_Kutipan Terpilih_

════════════════

GAGASAN PEMBAHARUAN DAN PERJUANGAN DAHLAN
Pada tahun 1890 ayah Dahlan meninggal dunia, kemudian oleh Sultan
Hamengkubuwono VII Dahlan diangkat sebagai pengganti kedudukan ayahnya menjadi
khatib di masjid agung Kauman Yogyakarta. Setelah ia duduk sebagai abdi dalem,
oleh para teman seprofesi dan para kyai Dahlan diberi gelar Ketib Amin, artinya
ketib yang dapat dipercaya.
Gelar tersebut mencerminkan suatu proses pendidikan dirinya dengan
dorongan apa yang disebutkan David C.MC.Clelland. Need for achievement, yaitu
cara berpikir tertentu yang kurang lebih sangat jarang dijumpai, akan tetapi apabila
ada pada diri seseorang, cenderung menyebabkan orang itu bertingkah laku giat.
Hal ini berdampak pada penyebaran gagasan-gagasannya, meskipun gagasan tersebut
tidak cocok dengan pemikiran keagamaan yang hidup di daerah Yogyakarta.
Gagasan Dahlan yang berbeda dengan pemikiran masyarakat zamannya
mempunyai landasan pemikiran yang prinsipil dipandang dari sudut filsafat ilmu.
III.
PEMIKIRAN PENDIDIKAN K.H.AHMAD DAHLAN
K.H. Ahmad Dahlan adalah tokoh yang tidak banyak meninggalkan
tulisan. Beliau lebih menampilkan sosoknya sebagai manusia amal atau praktisi
daripada filosof yang banyak melahirkan pemikiran dan gagasan-gagasan tetapi
sedikit amal.Sekalipun demikian tidak berarti bahwa K.H.Ahmad Dahlan tidak
memiliki gagasan. Amal usaha Muhammadiyyah merupakan refleksi dan manifestasi
pemikiran beliau dalam bidang pendidikan dan keagamaan. Istilah pendidikan
disini dipergunakan dalam konteks yang luas tidak hanya terbatas pada sekolah
formal tetapi mencakup semua usaha yang dilaksanakan secara sistematis untuk
mentransformasikan ilmu pengetahuan, nilai dan keterampilan dari generasi
terdahulu kepada generasi muda. Dalam konteks ini termasuk dalam pengertian
pendidikan adalah kegiatan pengajian, tablig, dan sejenisnya.

════════════════

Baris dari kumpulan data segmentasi

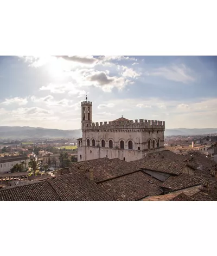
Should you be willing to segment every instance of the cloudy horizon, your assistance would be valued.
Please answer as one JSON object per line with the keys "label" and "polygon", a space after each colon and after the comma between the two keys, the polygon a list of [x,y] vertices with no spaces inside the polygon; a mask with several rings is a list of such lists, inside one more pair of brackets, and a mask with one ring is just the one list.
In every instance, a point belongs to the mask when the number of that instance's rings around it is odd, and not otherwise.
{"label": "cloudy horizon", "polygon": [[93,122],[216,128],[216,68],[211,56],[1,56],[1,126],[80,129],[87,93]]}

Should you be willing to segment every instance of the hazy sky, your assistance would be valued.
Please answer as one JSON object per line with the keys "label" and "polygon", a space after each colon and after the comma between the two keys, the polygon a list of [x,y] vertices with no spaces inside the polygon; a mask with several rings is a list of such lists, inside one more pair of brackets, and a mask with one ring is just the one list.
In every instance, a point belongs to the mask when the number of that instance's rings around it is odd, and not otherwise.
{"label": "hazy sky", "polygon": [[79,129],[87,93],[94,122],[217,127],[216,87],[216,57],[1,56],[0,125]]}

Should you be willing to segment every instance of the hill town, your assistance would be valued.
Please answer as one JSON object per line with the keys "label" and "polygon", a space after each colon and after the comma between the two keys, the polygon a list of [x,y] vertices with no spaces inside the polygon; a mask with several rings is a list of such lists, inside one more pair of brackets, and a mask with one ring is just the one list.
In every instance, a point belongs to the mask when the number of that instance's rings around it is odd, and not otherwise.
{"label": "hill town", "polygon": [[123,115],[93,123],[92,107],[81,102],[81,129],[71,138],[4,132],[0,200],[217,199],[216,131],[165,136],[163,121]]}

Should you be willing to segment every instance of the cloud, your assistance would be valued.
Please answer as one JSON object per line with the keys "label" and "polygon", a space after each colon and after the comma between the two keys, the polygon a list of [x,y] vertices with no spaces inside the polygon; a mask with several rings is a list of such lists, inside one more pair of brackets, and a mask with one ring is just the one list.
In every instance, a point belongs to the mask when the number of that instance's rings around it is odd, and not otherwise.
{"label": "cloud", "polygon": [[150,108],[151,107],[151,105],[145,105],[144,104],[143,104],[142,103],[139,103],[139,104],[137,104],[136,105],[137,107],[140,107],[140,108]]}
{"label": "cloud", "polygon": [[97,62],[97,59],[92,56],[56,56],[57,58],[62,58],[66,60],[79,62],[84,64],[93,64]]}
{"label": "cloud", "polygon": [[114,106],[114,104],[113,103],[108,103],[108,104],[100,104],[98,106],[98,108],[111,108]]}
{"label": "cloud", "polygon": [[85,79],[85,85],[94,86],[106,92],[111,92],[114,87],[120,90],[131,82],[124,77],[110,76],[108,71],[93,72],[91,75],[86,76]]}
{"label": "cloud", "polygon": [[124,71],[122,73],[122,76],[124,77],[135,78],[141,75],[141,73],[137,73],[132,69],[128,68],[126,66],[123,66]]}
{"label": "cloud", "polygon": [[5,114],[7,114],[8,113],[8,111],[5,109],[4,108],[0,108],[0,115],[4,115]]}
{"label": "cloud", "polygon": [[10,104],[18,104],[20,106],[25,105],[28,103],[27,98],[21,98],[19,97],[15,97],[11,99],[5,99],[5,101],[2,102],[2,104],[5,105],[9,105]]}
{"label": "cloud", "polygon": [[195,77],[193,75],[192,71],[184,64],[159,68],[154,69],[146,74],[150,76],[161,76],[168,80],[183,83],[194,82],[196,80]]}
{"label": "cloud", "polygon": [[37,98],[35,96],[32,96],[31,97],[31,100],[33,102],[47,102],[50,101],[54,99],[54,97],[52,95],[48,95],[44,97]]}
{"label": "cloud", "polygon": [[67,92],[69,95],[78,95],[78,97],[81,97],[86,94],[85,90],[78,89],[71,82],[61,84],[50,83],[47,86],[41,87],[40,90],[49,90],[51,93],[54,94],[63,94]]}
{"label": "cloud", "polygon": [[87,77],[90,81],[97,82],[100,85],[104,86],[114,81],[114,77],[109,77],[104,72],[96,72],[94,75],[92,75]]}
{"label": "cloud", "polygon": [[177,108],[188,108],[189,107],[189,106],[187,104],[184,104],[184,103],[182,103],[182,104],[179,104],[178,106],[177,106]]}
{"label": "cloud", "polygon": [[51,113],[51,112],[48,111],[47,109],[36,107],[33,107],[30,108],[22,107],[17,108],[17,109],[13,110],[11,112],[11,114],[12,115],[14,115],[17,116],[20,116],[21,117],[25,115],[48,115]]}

════════════════

_Tujuan Latihan_
Ketik ulang seluruh kutipan tentang K.H. Ahmad Dahlan di atas tanpa mengubah satu huruf pun.

_Jawaban Lengkap_
GAGASAN PEMBAHARUAN DAN PERJUANGAN DAHLAN
Pada tahun 1890 ayah Dahlan meninggal dunia, kemudian oleh Sultan
Hamengkubuwono VII Dahlan diangkat sebagai pengganti kedudukan ayahnya menjadi
khatib di masjid agung Kauman Yogyakarta. Setelah ia duduk sebagai abdi dalem,
oleh para teman seprofesi dan para kyai Dahlan diberi gelar Ketib Amin, artinya
ketib yang dapat dipercaya.
Gelar tersebut mencerminkan suatu proses pendidikan dirinya dengan
dorongan apa yang disebutkan David C.MC.Clelland. Need for achievement, yaitu
cara berpikir tertentu yang kurang lebih sangat jarang dijumpai, akan tetapi apabila
ada pada diri seseorang, cenderung menyebabkan orang itu bertingkah laku giat.
Hal ini berdampak pada penyebaran gagasan-gagasannya, meskipun gagasan tersebut
tidak cocok dengan pemikiran keagamaan yang hidup di daerah Yogyakarta.
Gagasan Dahlan yang berbeda dengan pemikiran masyarakat zamannya
mempunyai landasan pemikiran yang prinsipil dipandang dari sudut filsafat ilmu.
III.
PEMIKIRAN PENDIDIKAN K.H.AHMAD DAHLAN
K.H. Ahmad Dahlan adalah tokoh yang tidak banyak meninggalkan
tulisan. Beliau lebih menampilkan sosoknya sebagai manusia amal atau praktisi
daripada filosof yang banyak melahirkan pemikiran dan gagasan-gagasan tetapi
sedikit amal.Sekalipun demikian tidak berarti bahwa K.H.Ahmad Dahlan tidak
memiliki gagasan. Amal usaha Muhammadiyyah merupakan refleksi dan manifestasi
pemikiran beliau dalam bidang pendidikan dan keagamaan. Istilah pendidikan
disini dipergunakan dalam konteks yang luas tidak hanya terbatas pada sekolah
formal tetapi mencakup semua usaha yang dilaksanakan secara sistematis untuk
mentransformasikan ilmu pengetahuan, nilai dan keterampilan dari generasi
terdahulu kepada generasi muda. Dalam konteks ini termasuk dalam pengertian
pendidikan adalah kegiatan pengajian, tablig, dan sejenisnya.